● **CHALLENGE**
Convert every line of the records below into a numbered list, leaving out any blank lines.

● **LISTED ENTRIES**
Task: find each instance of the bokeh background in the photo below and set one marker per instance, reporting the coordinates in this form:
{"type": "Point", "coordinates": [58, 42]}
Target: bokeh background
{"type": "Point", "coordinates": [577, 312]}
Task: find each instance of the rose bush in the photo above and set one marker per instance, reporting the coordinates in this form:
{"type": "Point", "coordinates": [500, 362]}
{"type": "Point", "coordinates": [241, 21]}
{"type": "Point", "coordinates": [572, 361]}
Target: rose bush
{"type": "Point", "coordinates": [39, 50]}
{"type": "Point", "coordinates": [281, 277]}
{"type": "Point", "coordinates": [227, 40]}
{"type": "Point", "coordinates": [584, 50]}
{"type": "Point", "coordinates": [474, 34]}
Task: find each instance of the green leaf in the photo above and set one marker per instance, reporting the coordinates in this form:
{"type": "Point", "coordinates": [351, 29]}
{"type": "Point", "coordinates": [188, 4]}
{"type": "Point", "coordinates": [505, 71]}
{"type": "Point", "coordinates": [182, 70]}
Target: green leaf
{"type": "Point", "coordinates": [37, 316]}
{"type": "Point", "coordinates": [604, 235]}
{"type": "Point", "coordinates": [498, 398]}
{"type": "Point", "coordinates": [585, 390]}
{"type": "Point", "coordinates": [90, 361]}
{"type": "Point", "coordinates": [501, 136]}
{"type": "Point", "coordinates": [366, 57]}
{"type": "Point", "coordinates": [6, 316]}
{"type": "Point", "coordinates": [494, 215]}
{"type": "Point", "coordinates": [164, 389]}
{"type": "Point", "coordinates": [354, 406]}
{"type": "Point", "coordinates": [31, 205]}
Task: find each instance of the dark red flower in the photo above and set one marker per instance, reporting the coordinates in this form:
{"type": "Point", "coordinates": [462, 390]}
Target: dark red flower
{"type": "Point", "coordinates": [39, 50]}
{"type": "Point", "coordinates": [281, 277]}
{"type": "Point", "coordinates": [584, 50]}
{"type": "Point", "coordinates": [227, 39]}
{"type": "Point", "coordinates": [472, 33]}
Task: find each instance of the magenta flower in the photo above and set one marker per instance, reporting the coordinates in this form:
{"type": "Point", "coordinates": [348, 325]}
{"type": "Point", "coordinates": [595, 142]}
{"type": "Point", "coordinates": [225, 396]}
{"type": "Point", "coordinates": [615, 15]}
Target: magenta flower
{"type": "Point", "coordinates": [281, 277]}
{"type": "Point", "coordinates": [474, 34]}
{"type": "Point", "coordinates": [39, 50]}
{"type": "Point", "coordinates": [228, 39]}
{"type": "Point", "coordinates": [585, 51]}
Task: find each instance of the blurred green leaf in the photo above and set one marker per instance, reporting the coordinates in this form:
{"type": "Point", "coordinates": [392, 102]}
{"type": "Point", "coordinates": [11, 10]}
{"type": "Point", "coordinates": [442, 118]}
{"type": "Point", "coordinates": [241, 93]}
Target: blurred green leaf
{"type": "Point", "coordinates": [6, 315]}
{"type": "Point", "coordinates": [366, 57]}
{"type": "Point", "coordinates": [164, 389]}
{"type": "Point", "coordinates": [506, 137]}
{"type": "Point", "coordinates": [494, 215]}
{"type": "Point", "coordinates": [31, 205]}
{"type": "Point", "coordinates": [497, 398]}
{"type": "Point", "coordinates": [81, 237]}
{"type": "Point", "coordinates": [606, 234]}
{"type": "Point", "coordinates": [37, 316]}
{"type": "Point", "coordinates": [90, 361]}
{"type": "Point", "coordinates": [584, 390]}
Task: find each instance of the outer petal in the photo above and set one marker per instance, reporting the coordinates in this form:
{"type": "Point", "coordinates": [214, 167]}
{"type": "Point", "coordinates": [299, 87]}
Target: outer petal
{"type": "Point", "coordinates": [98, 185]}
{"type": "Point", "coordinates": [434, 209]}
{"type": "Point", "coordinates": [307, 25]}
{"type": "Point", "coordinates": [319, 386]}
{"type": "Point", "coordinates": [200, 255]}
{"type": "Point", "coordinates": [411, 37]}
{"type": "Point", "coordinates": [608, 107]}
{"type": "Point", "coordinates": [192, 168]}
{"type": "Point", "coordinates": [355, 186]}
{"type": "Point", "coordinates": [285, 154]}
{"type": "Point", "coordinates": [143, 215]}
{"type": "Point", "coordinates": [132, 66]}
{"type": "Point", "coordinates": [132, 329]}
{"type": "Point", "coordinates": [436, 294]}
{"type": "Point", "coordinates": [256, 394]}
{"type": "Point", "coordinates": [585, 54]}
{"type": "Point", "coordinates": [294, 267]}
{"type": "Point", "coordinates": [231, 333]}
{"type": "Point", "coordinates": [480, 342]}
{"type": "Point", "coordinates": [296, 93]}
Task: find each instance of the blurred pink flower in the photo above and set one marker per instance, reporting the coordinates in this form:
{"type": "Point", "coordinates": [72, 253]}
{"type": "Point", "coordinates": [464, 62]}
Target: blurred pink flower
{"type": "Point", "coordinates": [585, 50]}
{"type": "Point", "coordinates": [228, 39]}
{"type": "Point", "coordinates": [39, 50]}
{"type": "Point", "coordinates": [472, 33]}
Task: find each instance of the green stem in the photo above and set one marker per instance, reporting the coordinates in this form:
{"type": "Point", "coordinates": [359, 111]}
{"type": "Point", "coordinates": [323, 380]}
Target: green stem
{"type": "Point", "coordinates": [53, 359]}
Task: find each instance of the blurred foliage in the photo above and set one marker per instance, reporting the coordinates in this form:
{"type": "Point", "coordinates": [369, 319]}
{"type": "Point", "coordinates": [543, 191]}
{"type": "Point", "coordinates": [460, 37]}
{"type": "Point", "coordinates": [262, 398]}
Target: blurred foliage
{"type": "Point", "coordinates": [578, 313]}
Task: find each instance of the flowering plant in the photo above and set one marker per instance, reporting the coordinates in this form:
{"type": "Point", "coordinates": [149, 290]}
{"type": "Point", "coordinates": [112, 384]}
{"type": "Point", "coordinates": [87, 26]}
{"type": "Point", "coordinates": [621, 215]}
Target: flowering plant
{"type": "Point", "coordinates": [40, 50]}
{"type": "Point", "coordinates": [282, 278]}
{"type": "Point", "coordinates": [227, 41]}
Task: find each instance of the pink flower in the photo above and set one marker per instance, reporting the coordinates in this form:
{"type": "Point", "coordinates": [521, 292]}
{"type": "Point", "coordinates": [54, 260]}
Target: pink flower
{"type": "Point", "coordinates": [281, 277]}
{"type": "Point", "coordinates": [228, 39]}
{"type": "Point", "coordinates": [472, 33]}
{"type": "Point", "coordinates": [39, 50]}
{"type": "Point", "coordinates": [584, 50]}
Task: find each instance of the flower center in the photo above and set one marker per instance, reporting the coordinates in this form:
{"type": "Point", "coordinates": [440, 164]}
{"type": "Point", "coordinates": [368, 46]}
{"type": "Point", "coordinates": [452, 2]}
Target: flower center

● **EXPECTED ANSWER**
1. Task: find each instance of the bokeh background in the photo below and set one marker per instance, reporting the coordinates in this form:
2. {"type": "Point", "coordinates": [58, 42]}
3. Target: bokeh background
4. {"type": "Point", "coordinates": [577, 312]}
5. Task: find each instance of the rose bush in the photo above and set one marker per instance, reporting the coordinates in this form:
6. {"type": "Point", "coordinates": [500, 362]}
7. {"type": "Point", "coordinates": [241, 21]}
8. {"type": "Point", "coordinates": [572, 361]}
9. Target: rose bush
10. {"type": "Point", "coordinates": [39, 50]}
11. {"type": "Point", "coordinates": [281, 277]}
12. {"type": "Point", "coordinates": [227, 40]}
13. {"type": "Point", "coordinates": [584, 50]}
14. {"type": "Point", "coordinates": [474, 34]}
15. Task: find each instance of the green leaf in the photo above and set one marker per instance, reporting the coordinates in this form:
16. {"type": "Point", "coordinates": [351, 29]}
17. {"type": "Point", "coordinates": [188, 4]}
18. {"type": "Point", "coordinates": [505, 71]}
19. {"type": "Point", "coordinates": [182, 70]}
20. Target: green leaf
21. {"type": "Point", "coordinates": [37, 316]}
22. {"type": "Point", "coordinates": [604, 235]}
23. {"type": "Point", "coordinates": [498, 398]}
24. {"type": "Point", "coordinates": [585, 390]}
25. {"type": "Point", "coordinates": [90, 361]}
26. {"type": "Point", "coordinates": [501, 136]}
27. {"type": "Point", "coordinates": [366, 57]}
28. {"type": "Point", "coordinates": [6, 316]}
29. {"type": "Point", "coordinates": [494, 215]}
30. {"type": "Point", "coordinates": [164, 389]}
31. {"type": "Point", "coordinates": [354, 406]}
32. {"type": "Point", "coordinates": [31, 205]}
33. Task: find each instance of the dark red flower in the photo above and set one marker per instance, reporting the coordinates in this form:
34. {"type": "Point", "coordinates": [462, 390]}
35. Target: dark red flower
36. {"type": "Point", "coordinates": [39, 50]}
37. {"type": "Point", "coordinates": [281, 277]}
38. {"type": "Point", "coordinates": [584, 50]}
39. {"type": "Point", "coordinates": [227, 39]}
40. {"type": "Point", "coordinates": [472, 33]}
41. Task: find each instance of the magenta flower in the photo above and set one marker per instance, reporting the coordinates in this form:
42. {"type": "Point", "coordinates": [348, 325]}
43. {"type": "Point", "coordinates": [595, 142]}
44. {"type": "Point", "coordinates": [225, 396]}
45. {"type": "Point", "coordinates": [615, 15]}
46. Target: magenta flower
47. {"type": "Point", "coordinates": [281, 277]}
48. {"type": "Point", "coordinates": [474, 34]}
49. {"type": "Point", "coordinates": [39, 50]}
50. {"type": "Point", "coordinates": [228, 39]}
51. {"type": "Point", "coordinates": [585, 51]}
52. Task: find each instance of the blurred green leaf in the photo above and set one marker per instance, reporting the coordinates in this form:
53. {"type": "Point", "coordinates": [392, 102]}
54. {"type": "Point", "coordinates": [11, 10]}
55. {"type": "Point", "coordinates": [442, 118]}
56. {"type": "Point", "coordinates": [241, 93]}
57. Target: blurred green leaf
58. {"type": "Point", "coordinates": [6, 315]}
59. {"type": "Point", "coordinates": [366, 57]}
60. {"type": "Point", "coordinates": [164, 389]}
61. {"type": "Point", "coordinates": [506, 137]}
62. {"type": "Point", "coordinates": [494, 215]}
63. {"type": "Point", "coordinates": [31, 205]}
64. {"type": "Point", "coordinates": [497, 398]}
65. {"type": "Point", "coordinates": [81, 237]}
66. {"type": "Point", "coordinates": [606, 234]}
67. {"type": "Point", "coordinates": [37, 316]}
68. {"type": "Point", "coordinates": [90, 361]}
69. {"type": "Point", "coordinates": [584, 390]}
70. Task: find each instance of the outer petal in the photo above and set one marker per instance, reporting the coordinates in this form:
71. {"type": "Point", "coordinates": [214, 167]}
72. {"type": "Point", "coordinates": [299, 87]}
73. Target: outer petal
74. {"type": "Point", "coordinates": [98, 185]}
75. {"type": "Point", "coordinates": [434, 209]}
76. {"type": "Point", "coordinates": [307, 25]}
77. {"type": "Point", "coordinates": [319, 386]}
78. {"type": "Point", "coordinates": [200, 255]}
79. {"type": "Point", "coordinates": [411, 37]}
80. {"type": "Point", "coordinates": [608, 107]}
81. {"type": "Point", "coordinates": [192, 168]}
82. {"type": "Point", "coordinates": [355, 186]}
83. {"type": "Point", "coordinates": [285, 154]}
84. {"type": "Point", "coordinates": [143, 215]}
85. {"type": "Point", "coordinates": [132, 66]}
86. {"type": "Point", "coordinates": [132, 329]}
87. {"type": "Point", "coordinates": [436, 294]}
88. {"type": "Point", "coordinates": [256, 394]}
89. {"type": "Point", "coordinates": [585, 54]}
90. {"type": "Point", "coordinates": [294, 267]}
91. {"type": "Point", "coordinates": [231, 333]}
92. {"type": "Point", "coordinates": [480, 342]}
93. {"type": "Point", "coordinates": [296, 93]}
94. Task: find each instance of the blurred pink flower in the photo above and set one marker per instance, reporting the coordinates in this form:
95. {"type": "Point", "coordinates": [72, 253]}
96. {"type": "Point", "coordinates": [464, 62]}
97. Target: blurred pink flower
98. {"type": "Point", "coordinates": [585, 50]}
99. {"type": "Point", "coordinates": [228, 39]}
100. {"type": "Point", "coordinates": [39, 50]}
101. {"type": "Point", "coordinates": [472, 33]}
102. Task: find each instance of the green stem in the photo above and set one marker per instance, reporting the coordinates in this form:
103. {"type": "Point", "coordinates": [359, 111]}
104. {"type": "Point", "coordinates": [323, 380]}
105. Target: green stem
106. {"type": "Point", "coordinates": [53, 359]}
107. Task: find each instance of the blurred foliage in the photo above and set one marker per instance, reporting the coordinates in this form:
108. {"type": "Point", "coordinates": [369, 319]}
109. {"type": "Point", "coordinates": [543, 191]}
110. {"type": "Point", "coordinates": [460, 37]}
111. {"type": "Point", "coordinates": [262, 398]}
112. Target: blurred foliage
113. {"type": "Point", "coordinates": [578, 313]}
114. Task: find each instance of the flowering plant in the photo above and set one marker per instance, reporting the coordinates in this form:
115. {"type": "Point", "coordinates": [149, 290]}
116. {"type": "Point", "coordinates": [112, 384]}
117. {"type": "Point", "coordinates": [87, 26]}
118. {"type": "Point", "coordinates": [621, 215]}
119. Target: flowering plant
120. {"type": "Point", "coordinates": [40, 50]}
121. {"type": "Point", "coordinates": [282, 278]}
122. {"type": "Point", "coordinates": [227, 41]}
123. Task: find each instance of the pink flower in the photo above and set one marker per instance, reporting the coordinates in this form:
124. {"type": "Point", "coordinates": [521, 292]}
125. {"type": "Point", "coordinates": [54, 260]}
126. Target: pink flower
127. {"type": "Point", "coordinates": [281, 277]}
128. {"type": "Point", "coordinates": [228, 39]}
129. {"type": "Point", "coordinates": [472, 33]}
130. {"type": "Point", "coordinates": [39, 50]}
131. {"type": "Point", "coordinates": [584, 50]}
132. Task: find each instance of the flower center in the photo above and set one marker per instance, reporting the coordinates in this form:
133. {"type": "Point", "coordinates": [440, 164]}
134. {"type": "Point", "coordinates": [368, 46]}
135. {"type": "Point", "coordinates": [452, 2]}
136. Target: flower center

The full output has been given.